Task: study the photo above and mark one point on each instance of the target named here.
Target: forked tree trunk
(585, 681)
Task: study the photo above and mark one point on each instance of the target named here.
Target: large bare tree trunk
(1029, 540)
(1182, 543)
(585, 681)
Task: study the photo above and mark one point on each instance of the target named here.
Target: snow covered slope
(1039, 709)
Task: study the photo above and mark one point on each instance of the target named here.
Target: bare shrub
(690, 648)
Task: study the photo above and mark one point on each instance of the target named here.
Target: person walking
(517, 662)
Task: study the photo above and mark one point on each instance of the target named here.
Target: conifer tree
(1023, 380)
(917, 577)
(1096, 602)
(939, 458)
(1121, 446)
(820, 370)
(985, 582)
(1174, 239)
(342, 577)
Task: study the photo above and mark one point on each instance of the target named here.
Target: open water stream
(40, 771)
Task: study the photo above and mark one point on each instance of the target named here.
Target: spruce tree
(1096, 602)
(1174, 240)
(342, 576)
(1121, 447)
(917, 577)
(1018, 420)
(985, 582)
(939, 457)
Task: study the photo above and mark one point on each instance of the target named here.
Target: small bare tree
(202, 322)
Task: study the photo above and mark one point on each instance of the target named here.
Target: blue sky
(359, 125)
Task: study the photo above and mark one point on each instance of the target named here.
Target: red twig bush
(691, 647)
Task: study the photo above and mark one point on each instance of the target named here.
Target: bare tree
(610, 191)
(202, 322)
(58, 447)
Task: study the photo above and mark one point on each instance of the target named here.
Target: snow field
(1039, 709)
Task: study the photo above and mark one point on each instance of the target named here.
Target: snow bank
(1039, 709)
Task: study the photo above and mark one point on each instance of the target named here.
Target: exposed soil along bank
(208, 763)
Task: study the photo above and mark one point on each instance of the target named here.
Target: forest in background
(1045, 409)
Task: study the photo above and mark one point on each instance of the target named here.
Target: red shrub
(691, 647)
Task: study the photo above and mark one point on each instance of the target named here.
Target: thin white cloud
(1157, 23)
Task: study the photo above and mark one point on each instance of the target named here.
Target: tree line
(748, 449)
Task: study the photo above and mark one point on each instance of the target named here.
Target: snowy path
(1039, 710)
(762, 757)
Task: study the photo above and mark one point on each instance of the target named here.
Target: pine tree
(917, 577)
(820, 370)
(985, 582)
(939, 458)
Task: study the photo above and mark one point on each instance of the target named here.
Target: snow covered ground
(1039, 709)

REQUIREMENT:
Return each line of the data above verbatim.

RESPONSE TO THE TASK:
Task: study the photo above and mark one point on each instance of the target named here.
Target: forked tree trunk
(585, 681)
Task: study the photo above and mark one point on each instance of the target named here.
Target: large bare tree trunk
(1029, 540)
(1182, 543)
(585, 681)
Task: study the photo above and mark one point on each instance of the target named here.
Target: snow covered slope
(1039, 709)
Task: study the photo above and mark one point on each instance of the target named here.
Target: bare shrub
(690, 648)
Task: study the photo above and mark one point on each instance of the target named here.
Target: person walking
(517, 662)
Task: study the photo above and mark one point on each instance of the target named here.
Target: conifer tree
(1023, 380)
(917, 577)
(1096, 602)
(939, 458)
(1121, 446)
(820, 370)
(985, 582)
(1174, 239)
(342, 577)
Task: study the photo above and mark one point on each instance of the target named here.
Target: open water stream
(40, 771)
Task: study the photo above and mark one point on each instance of the target named here.
Target: spruce tree
(1096, 602)
(1174, 240)
(342, 576)
(1121, 447)
(917, 577)
(1018, 420)
(985, 582)
(939, 457)
Task: study the photo above and mark one point on each instance of the target named here.
Target: small bare tree
(202, 322)
Task: study the photo above and mark one point on each instance of the target named here.
Target: blue sky
(359, 125)
Task: study the photo above and mark one point on each instance of the target named here.
Target: red twig bush
(691, 647)
Task: study the photo above and mark one point on each instance of the target named here.
Target: bare tree
(610, 191)
(202, 322)
(58, 447)
Task: study the photo above and mark one point on each instance of the target named here.
Target: snow field
(1039, 709)
Task: study the photo above and mark one point on each instance of the target named here.
Target: snow bank
(1039, 709)
Task: study the photo above and mark one point on each instance of the target named here.
Target: exposed soil along bank
(208, 763)
Task: study the photo above and mark one point on each instance of the target named here.
Target: forest in background
(1045, 409)
Task: study the photo above and mark one point on each instance of the target named here.
Target: red shrub
(691, 647)
Task: study the photo above and mark one point on each instance of the target named here.
Target: thin white cloud
(1157, 23)
Task: study the photo above and mark one point on each instance of the target named here.
Target: tree line
(748, 449)
Task: study the photo above and mark one point on each instance of the target named here.
Target: snowy path
(1039, 710)
(762, 757)
Task: study the photo above and mark one point on each instance of the target named here.
Target: pine tree
(917, 577)
(820, 370)
(985, 582)
(939, 458)
Task: study the photo above and mark one point on each instance of the target named here.
Target: snow covered ground
(1039, 709)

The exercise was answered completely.